(Material shown Opens)

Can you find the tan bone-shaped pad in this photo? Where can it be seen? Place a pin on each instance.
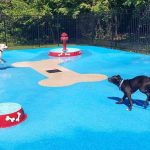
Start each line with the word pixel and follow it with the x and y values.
pixel 63 78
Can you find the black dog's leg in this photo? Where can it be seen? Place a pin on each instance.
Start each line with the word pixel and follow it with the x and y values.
pixel 122 100
pixel 147 100
pixel 130 101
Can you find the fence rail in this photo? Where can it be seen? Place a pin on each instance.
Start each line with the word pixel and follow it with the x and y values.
pixel 124 30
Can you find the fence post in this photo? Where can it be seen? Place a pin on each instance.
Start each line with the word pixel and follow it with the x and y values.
pixel 5 27
pixel 39 32
pixel 57 26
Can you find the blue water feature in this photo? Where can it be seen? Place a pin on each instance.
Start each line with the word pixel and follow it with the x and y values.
pixel 81 116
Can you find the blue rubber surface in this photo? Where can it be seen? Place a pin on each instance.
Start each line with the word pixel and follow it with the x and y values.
pixel 82 116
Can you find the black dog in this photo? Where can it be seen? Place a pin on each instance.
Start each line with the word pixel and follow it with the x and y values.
pixel 130 86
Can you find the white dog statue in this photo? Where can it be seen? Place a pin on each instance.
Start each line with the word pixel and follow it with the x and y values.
pixel 2 48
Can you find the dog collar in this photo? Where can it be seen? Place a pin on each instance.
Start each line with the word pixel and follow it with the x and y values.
pixel 120 84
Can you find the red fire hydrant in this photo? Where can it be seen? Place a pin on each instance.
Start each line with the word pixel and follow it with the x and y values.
pixel 64 38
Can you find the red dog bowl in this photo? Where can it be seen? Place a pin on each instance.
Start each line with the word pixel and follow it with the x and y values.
pixel 11 114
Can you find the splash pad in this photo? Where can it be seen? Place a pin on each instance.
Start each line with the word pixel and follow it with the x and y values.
pixel 64 52
pixel 11 114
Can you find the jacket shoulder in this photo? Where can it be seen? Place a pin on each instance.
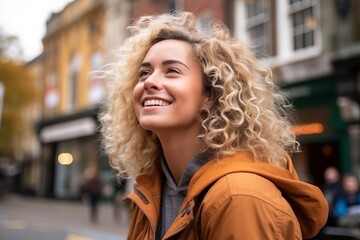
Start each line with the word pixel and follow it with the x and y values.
pixel 242 201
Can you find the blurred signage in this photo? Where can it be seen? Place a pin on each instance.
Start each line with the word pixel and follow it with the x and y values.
pixel 68 130
pixel 2 91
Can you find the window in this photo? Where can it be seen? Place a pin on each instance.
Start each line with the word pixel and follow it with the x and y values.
pixel 51 95
pixel 260 16
pixel 74 69
pixel 204 21
pixel 96 86
pixel 304 23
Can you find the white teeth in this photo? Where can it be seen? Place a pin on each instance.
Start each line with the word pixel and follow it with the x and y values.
pixel 155 102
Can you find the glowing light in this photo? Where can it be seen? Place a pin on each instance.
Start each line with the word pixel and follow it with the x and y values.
pixel 65 158
pixel 308 129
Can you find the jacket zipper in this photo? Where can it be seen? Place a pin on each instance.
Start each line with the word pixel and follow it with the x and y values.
pixel 146 202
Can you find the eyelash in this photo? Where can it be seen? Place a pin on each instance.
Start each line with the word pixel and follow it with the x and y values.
pixel 170 70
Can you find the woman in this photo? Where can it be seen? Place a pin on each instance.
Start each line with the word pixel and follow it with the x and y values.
pixel 201 125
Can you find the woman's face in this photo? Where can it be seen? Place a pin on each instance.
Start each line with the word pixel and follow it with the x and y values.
pixel 170 90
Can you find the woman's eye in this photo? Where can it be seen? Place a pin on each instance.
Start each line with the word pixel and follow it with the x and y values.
pixel 144 73
pixel 172 70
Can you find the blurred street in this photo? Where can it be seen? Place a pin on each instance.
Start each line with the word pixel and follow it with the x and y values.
pixel 43 219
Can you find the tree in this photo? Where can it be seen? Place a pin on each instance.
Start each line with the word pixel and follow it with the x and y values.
pixel 19 94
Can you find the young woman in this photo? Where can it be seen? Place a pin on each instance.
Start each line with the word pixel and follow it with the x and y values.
pixel 201 125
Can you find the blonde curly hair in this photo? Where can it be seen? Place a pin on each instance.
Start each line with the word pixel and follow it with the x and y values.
pixel 246 110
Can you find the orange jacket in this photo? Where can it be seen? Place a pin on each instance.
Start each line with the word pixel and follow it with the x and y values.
pixel 244 200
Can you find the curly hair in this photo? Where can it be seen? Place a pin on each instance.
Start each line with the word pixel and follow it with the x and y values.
pixel 246 110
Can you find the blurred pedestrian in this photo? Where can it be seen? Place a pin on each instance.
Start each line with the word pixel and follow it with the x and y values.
pixel 347 206
pixel 93 191
pixel 332 190
pixel 207 136
pixel 119 191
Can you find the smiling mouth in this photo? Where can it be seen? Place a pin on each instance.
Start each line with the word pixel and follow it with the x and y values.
pixel 155 102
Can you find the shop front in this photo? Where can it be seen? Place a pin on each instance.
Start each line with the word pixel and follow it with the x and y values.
pixel 319 128
pixel 69 145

(Material shown Closes)

▸ Task requirements:
Give again, exactly, every line from the one holding "Can you find the shop" to the last line of the data.

▸ Answer to the problem:
Can you find the shop front in this photo? Where can it be seen? Place a pin on each instance.
Start each line with the word pixel and follow it with the x and y values.
pixel 319 128
pixel 69 145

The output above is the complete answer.